Passage shown:

START

From the March-April 2022 issue of News & Letters
by Terry Moon
Women have remained a vital part of the revolution in Sudan that began three years ago when mostly youth, women and men, took to the streets and forced Omar al-Bashir from power. Women have the most to gain because their conditions are so dire. Half of Sudanese women are illiterate, most are victims of female genital mutilation, and domestic violence is rife. The many woman jailed by the regime had their heads shaved.
Upon release they returned to the struggle, inspiring the men. Women documented police brutality and used social media to show the world what is happening.
WOMEN’S DOUBLE STRUGGLE
Like all women in revolutionary situations, they have a double struggle. Rahma Yosif, speaking in the fraught region of Darfur, gives voice to why women are leaders in the struggle for a new Sudan and are far from giving up, despite the murderous reaction:
“Certainly, the politics of Sudan are depressing and certainly here,” she says, “but we in the resistance committees are fighting for much more. There must also be a cultural revolution….In daily life we women have nothing to say and when we do speak out, the elders call us ‘sluts’.”

END

Available data:

START

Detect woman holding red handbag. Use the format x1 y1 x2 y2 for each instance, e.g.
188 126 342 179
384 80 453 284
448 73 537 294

END

Extend the article about women in Sudan's revolution, starting right after its last sentence. The listing has nothing to do with the article about women in Sudan's revolution.

Output for this task:
Hala al-Karib, the regional director of the Strategic Initiative for Women in the Horn of Africa, put it this way in Foreign Policy: “Though Sudanese women have long been leaders both behind the scenes and on the front lines of peaceful protest, we’ve often been reduced to symbolic roles within political organizations, including the civilian-led groups. As a woman, my words and views are often not valued within the sphere of Sudan’s male political elites.”
The revolution’s power-sharing agreement with the government was destroyed by a military coup on Oct. 25, 2021, weeks before they were to give over power to a civilian government. (See “Ongoing resistance to Sudan coup,” p. 12.) Since then the attack on peaceful protesters intensified.
WOMEN ARE THE TARGET OF COUNTER-REVOLUTION
Sudanese Women’s Rights Action (SUWRA) reports that “since July 2020 at least 30 women were injured or killed during protests and other incidents of violence around Sudan.” Many have been arrested. A new law makes criticizing the army a crime and threats on social media against women documenting regime crimes are rampant.
Foreign Policy reports: “Women activists have been targeted in particular—profiled and charged on morality grounds, detained and kept out of contact despite their young age, disabilities, or poor health conditions.”
The extremely disproportionate response to women’s so-called crimes reveals the fear and hatred the regime carries for women activists and thinkers:
♦ An army officer shot and killed a tea seller because she “refused to serve him before others.”
♦ A woman artist/activist was jailed for two months for chanting revolutionary slogans and then slapped by a police officer when she refused to allow him to take her picture.
♦ Women protesters are killed in the streets, including nine killed and 18 injured at a sit-in when they were attacked by a Janjaweed militia.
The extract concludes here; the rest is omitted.